## Task prompt
Turn every line of the items below into a numbered list, leaving out any blank lines.

----------------

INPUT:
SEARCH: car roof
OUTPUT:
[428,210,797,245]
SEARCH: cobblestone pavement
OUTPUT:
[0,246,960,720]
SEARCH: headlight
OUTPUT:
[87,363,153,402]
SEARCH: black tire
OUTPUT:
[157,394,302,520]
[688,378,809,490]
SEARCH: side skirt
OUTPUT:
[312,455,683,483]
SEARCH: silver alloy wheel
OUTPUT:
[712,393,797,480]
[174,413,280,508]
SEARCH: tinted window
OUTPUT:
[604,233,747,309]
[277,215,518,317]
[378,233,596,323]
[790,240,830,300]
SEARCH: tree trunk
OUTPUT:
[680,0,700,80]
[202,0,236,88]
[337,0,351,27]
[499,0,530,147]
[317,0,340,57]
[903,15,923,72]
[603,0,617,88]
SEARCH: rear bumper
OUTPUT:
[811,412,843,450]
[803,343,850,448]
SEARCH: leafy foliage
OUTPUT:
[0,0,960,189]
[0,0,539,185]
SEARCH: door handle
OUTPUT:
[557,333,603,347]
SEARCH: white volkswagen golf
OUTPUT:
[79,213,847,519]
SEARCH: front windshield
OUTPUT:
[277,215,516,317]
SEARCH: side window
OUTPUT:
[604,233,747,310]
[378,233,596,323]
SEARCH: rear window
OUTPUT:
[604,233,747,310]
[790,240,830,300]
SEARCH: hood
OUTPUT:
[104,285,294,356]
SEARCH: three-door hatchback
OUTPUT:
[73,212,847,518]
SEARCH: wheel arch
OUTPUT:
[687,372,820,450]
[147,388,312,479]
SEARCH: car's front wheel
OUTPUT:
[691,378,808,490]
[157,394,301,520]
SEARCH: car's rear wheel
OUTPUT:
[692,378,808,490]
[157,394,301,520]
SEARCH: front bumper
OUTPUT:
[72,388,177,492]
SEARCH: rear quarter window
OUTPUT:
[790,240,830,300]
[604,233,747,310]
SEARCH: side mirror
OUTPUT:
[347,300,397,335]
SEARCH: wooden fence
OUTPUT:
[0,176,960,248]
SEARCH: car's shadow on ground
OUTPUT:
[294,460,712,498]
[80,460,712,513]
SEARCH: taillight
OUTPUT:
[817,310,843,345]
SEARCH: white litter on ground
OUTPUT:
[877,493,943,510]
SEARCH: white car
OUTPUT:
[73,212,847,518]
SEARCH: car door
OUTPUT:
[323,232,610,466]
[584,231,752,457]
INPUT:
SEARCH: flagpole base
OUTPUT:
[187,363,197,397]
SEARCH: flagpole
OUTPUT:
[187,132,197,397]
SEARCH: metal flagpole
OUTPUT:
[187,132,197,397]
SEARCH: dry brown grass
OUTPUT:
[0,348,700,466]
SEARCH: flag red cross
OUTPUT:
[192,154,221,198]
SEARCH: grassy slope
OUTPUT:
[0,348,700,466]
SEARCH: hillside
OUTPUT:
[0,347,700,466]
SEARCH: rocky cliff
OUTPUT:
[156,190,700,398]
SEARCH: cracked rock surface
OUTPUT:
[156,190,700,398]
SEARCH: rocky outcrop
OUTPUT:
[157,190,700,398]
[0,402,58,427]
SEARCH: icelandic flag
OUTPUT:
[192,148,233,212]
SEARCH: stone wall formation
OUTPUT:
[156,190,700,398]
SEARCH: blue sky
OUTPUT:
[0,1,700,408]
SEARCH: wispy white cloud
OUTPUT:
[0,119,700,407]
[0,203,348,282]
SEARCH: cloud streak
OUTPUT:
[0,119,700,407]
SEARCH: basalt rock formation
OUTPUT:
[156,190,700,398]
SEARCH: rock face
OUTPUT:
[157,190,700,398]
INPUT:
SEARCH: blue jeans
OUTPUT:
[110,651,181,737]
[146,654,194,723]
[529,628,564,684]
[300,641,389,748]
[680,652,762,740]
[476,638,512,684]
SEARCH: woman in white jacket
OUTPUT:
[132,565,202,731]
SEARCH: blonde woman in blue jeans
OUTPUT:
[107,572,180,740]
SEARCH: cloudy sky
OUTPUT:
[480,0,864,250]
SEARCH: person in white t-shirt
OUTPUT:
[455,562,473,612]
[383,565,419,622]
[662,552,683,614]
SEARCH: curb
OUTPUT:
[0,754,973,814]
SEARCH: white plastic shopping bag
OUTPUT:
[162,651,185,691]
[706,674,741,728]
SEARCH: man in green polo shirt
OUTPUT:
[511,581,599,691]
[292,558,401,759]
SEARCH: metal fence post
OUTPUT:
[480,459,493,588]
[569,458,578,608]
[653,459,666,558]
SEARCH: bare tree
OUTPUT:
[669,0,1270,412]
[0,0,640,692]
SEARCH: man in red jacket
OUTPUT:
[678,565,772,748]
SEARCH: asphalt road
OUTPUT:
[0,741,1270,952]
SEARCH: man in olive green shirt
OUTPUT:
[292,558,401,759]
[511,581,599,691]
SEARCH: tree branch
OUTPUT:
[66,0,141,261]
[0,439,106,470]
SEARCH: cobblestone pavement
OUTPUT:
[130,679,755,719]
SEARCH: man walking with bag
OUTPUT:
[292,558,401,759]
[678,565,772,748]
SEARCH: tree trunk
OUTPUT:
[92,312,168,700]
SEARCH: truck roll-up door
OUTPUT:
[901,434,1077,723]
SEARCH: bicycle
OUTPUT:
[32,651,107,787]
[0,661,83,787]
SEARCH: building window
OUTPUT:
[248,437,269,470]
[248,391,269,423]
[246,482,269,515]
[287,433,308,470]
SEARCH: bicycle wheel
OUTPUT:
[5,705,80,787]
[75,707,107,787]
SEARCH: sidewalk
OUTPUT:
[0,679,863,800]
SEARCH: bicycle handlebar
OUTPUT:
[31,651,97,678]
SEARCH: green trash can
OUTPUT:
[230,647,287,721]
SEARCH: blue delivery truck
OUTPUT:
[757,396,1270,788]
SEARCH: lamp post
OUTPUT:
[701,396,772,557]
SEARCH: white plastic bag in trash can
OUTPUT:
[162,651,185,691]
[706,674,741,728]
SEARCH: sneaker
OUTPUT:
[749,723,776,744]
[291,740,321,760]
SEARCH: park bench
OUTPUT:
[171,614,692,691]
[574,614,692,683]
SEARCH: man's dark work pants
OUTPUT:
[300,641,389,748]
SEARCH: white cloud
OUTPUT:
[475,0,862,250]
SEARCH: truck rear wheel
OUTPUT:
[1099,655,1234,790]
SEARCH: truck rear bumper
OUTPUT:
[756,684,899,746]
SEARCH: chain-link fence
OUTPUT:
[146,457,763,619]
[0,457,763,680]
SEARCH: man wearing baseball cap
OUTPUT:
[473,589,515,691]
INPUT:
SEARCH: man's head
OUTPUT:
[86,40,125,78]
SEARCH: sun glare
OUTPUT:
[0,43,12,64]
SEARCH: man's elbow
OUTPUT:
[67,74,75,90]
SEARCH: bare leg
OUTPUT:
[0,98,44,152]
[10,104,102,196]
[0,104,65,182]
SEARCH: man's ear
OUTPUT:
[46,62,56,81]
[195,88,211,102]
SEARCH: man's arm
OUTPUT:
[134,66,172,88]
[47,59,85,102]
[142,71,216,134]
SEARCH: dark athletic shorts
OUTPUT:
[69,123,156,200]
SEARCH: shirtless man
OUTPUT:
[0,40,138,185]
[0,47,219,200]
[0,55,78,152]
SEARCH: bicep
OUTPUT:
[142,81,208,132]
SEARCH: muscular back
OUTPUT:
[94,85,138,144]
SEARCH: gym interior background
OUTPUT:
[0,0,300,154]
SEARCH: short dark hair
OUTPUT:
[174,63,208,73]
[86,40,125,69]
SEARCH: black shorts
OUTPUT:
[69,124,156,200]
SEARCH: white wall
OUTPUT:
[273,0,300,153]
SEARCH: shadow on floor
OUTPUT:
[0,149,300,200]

----------------

## Task result
1. INPUT:
2. SEARCH: car roof
3. OUTPUT:
4. [428,210,797,245]
5. SEARCH: cobblestone pavement
6. OUTPUT:
7. [0,246,960,720]
8. SEARCH: headlight
9. OUTPUT:
10. [87,363,153,402]
11. SEARCH: black tire
12. OUTPUT:
13. [157,394,302,520]
14. [688,378,809,490]
15. SEARCH: side skirt
16. OUTPUT:
17. [312,455,683,483]
18. SEARCH: silver alloy wheel
19. OUTPUT:
20. [712,393,797,480]
21. [174,413,280,508]
22. SEARCH: tinted window
23. OUTPUT:
24. [604,233,747,309]
25. [277,215,518,317]
26. [378,233,596,323]
27. [790,240,830,300]
28. SEARCH: tree trunk
29. OUTPUT:
30. [680,0,700,80]
31. [202,0,236,88]
32. [337,0,351,27]
33. [499,0,530,147]
34. [317,0,340,57]
35. [903,15,923,72]
36. [603,0,617,88]
37. SEARCH: rear bumper
38. OUTPUT:
39. [811,412,843,450]
40. [803,343,850,448]
41. SEARCH: leafy foliage
42. OUTPUT:
43. [0,0,960,189]
44. [0,0,539,185]
45. SEARCH: door handle
46. OUTPUT:
47. [557,333,603,347]
48. SEARCH: white volkswagen golf
49. OUTPUT:
50. [79,213,847,519]
51. SEARCH: front windshield
52. OUTPUT:
53. [277,215,516,317]
54. SEARCH: side window
55. OUTPUT:
56. [604,233,747,310]
57. [378,233,596,323]
58. SEARCH: rear window
59. OUTPUT:
60. [604,233,747,310]
61. [790,240,830,300]
62. SEARCH: hood
63. OUTPUT:
64. [104,285,294,356]
65. SEARCH: three-door hatchback
66. OUTPUT:
67. [73,212,847,518]
68. SEARCH: wheel arch
69. OUTPUT:
70. [687,372,820,450]
71. [147,388,312,479]
72. SEARCH: car's front wheel
73. OUTPUT:
74. [691,378,808,490]
75. [157,394,301,520]
76. SEARCH: car's rear wheel
77. OUTPUT:
78. [692,378,808,490]
79. [157,394,301,520]
80. SEARCH: front bumper
81. OUTPUT:
82. [72,388,177,492]
83. SEARCH: rear quarter window
84. OUTPUT:
85. [790,240,830,300]
86. [604,233,747,310]
87. SEARCH: side mirror
88. OUTPUT:
89. [347,300,397,335]
90. SEARCH: wooden fence
91. OUTPUT:
92. [0,176,960,248]
93. SEARCH: car's shadow on ground
94. OUTPUT:
95. [294,460,712,498]
96. [80,460,712,513]
97. SEARCH: taillight
98. OUTPUT:
99. [817,310,843,345]
100. SEARCH: white litter on ground
101. OUTPUT:
102. [877,493,943,510]
103. SEARCH: white car
104. OUTPUT:
105. [73,212,847,518]
106. SEARCH: car door
107. OUTPUT:
108. [323,232,610,466]
109. [584,231,752,457]
110. INPUT:
111. SEARCH: flagpole base
112. OUTPUT:
113. [187,363,197,397]
114. SEARCH: flagpole
115. OUTPUT:
116. [187,132,197,397]
117. SEARCH: metal flagpole
118. OUTPUT:
119. [187,132,197,397]
120. SEARCH: dry brown grass
121. OUTPUT:
122. [0,348,700,466]
123. SEARCH: flag red cross
124. OUTPUT:
125. [192,154,221,198]
126. SEARCH: grassy slope
127. OUTPUT:
128. [0,348,700,466]
129. SEARCH: hillside
130. OUTPUT:
131. [0,347,700,466]
132. SEARCH: rocky cliff
133. OUTPUT:
134. [156,190,700,398]
135. SEARCH: cracked rock surface
136. OUTPUT:
137. [156,190,700,398]
138. SEARCH: rocky outcrop
139. OUTPUT:
140. [157,190,700,398]
141. [0,402,58,427]
142. SEARCH: icelandic flag
143. OUTPUT:
144. [192,148,233,212]
145. SEARCH: stone wall formation
146. OUTPUT:
147. [156,190,700,398]
148. SEARCH: blue sky
149. OUTPUT:
150. [0,1,700,408]
151. SEARCH: wispy white cloud
152. OUTPUT:
153. [0,119,700,407]
154. [0,203,348,282]
155. SEARCH: cloud streak
156. OUTPUT:
157. [0,119,700,407]
158. SEARCH: basalt rock formation
159. OUTPUT:
160. [156,190,700,398]
161. SEARCH: rock face
162. OUTPUT:
163. [157,190,700,398]
164. INPUT:
165. SEARCH: blue jeans
166. OUTPUT:
167. [110,651,181,737]
168. [146,654,194,723]
169. [529,628,564,684]
170. [300,641,389,748]
171. [680,652,762,740]
172. [476,638,512,684]
173. SEARCH: woman in white jacket
174. OUTPUT:
175. [132,565,202,731]
176. SEARCH: blonde woman in blue jeans
177. OUTPUT:
178. [107,572,180,740]
179. SEARCH: cloudy sky
180. OUTPUT:
181. [480,0,864,250]
182. SEARCH: person in white t-shirt
183. OUTPUT:
184. [455,562,473,612]
185. [383,565,419,622]
186. [662,552,683,614]
187. SEARCH: curb
188. OUTPUT:
189. [0,754,973,814]
190. SEARCH: white plastic shopping bag
191. OUTPUT:
192. [162,651,185,691]
193. [706,674,741,728]
194. SEARCH: man in green polo shirt
195. OUTPUT:
196. [511,581,599,691]
197. [292,558,401,759]
198. SEARCH: metal fence post
199. OUTPUT:
200. [480,459,493,588]
201. [569,458,578,608]
202. [653,459,666,558]
203. SEARCH: bare tree
204. OUTPUT:
205. [669,0,1270,412]
206. [0,0,640,692]
207. SEARCH: man in red jacket
208. OUTPUT:
209. [678,565,772,748]
210. SEARCH: asphalt road
211. OUTPUT:
212. [0,741,1270,952]
213. SEARCH: man in olive green shirt
214. OUTPUT:
215. [292,558,401,759]
216. [511,581,599,691]
217. SEARCH: tree branch
218. OUTPUT:
219. [66,0,141,261]
220. [0,439,106,470]
221. SEARCH: cobblestone pavement
222. OUTPUT:
223. [130,679,755,719]
224. SEARCH: man walking with bag
225. OUTPUT:
226. [292,558,401,759]
227. [678,565,772,748]
228. SEARCH: tree trunk
229. OUTPUT:
230. [92,312,168,700]
231. SEARCH: truck roll-up door
232. OUTPUT:
233. [901,434,1077,723]
234. SEARCH: bicycle
235. OUTPUT:
236. [32,651,107,787]
237. [0,661,83,787]
238. SEARCH: building window
239. OUTPUT:
240. [248,437,269,470]
241. [248,391,269,423]
242. [246,482,269,515]
243. [287,433,308,470]
244. SEARCH: bicycle wheel
245. OUTPUT:
246. [5,705,80,787]
247. [75,707,107,787]
248. SEARCH: sidewalk
249. OUTPUT:
250. [0,679,863,800]
251. SEARCH: bicycle handlebar
252. OUTPUT:
253. [31,651,97,678]
254. SEARCH: green trash can
255. OUTPUT:
256. [230,647,287,721]
257. SEARCH: blue delivery truck
258. OUTPUT:
259. [757,396,1270,788]
260. SEARCH: lamp post
261. OUTPUT:
262. [701,396,772,557]
263. SEARCH: white plastic bag in trash can
264. OUTPUT:
265. [162,651,185,691]
266. [706,674,741,728]
267. SEARCH: sneaker
268. OUTPUT:
269. [749,723,776,744]
270. [291,740,321,760]
271. SEARCH: park bench
272. OUTPUT:
273. [171,614,692,691]
274. [574,614,692,683]
275. SEARCH: man's dark work pants
276. OUTPUT:
277. [300,641,389,748]
278. SEARCH: white cloud
279. OUTPUT:
280. [475,0,862,250]
281. SEARCH: truck rear wheel
282. OUTPUT:
283. [1099,655,1234,790]
284. SEARCH: truck rear bumper
285. OUTPUT:
286. [756,684,899,746]
287. SEARCH: chain-link fence
288. OUTPUT:
289. [146,457,763,619]
290. [0,457,763,680]
291. SEARCH: man wearing baseball cap
292. OUTPUT:
293. [473,589,515,691]
294. INPUT:
295. SEARCH: man's head
296. OUTPUT:
297. [86,40,125,78]
298. SEARCH: sun glare
299. OUTPUT:
300. [0,43,12,64]
301. SEARCH: man's elbow
302. OUTPUT:
303. [67,74,75,90]
304. SEARCH: bare leg
305. OUTPUT:
306. [0,98,44,152]
307. [10,104,102,196]
308. [0,104,65,182]
309. SEARCH: man's ear
310. OUTPUT:
311. [46,62,56,81]
312. [195,88,211,102]
313. SEARCH: man's arm
314. OUTPUT:
315. [134,66,172,88]
316. [47,59,85,102]
317. [142,71,216,134]
318. SEARCH: dark athletic shorts
319. OUTPUT:
320. [69,123,156,200]
321. SEARCH: shirtless man
322. OUTPUT:
323. [0,40,138,185]
324. [0,47,219,200]
325. [0,55,78,152]
326. SEARCH: bicep
327. OUTPUT:
328. [142,81,208,132]
329. SEARCH: muscular back
330. OUTPUT:
331. [94,85,138,144]
332. SEARCH: gym interior background
333. OUTPUT:
334. [0,0,300,154]
335. SEARCH: short dark hair
336. OUTPUT:
337. [174,63,208,73]
338. [86,40,125,69]
339. SEARCH: black shorts
340. OUTPUT:
341. [69,124,156,200]
342. SEARCH: white wall
343. OUTPUT:
344. [273,0,300,153]
345. SEARCH: shadow on floor
346. OUTPUT:
347. [0,149,300,200]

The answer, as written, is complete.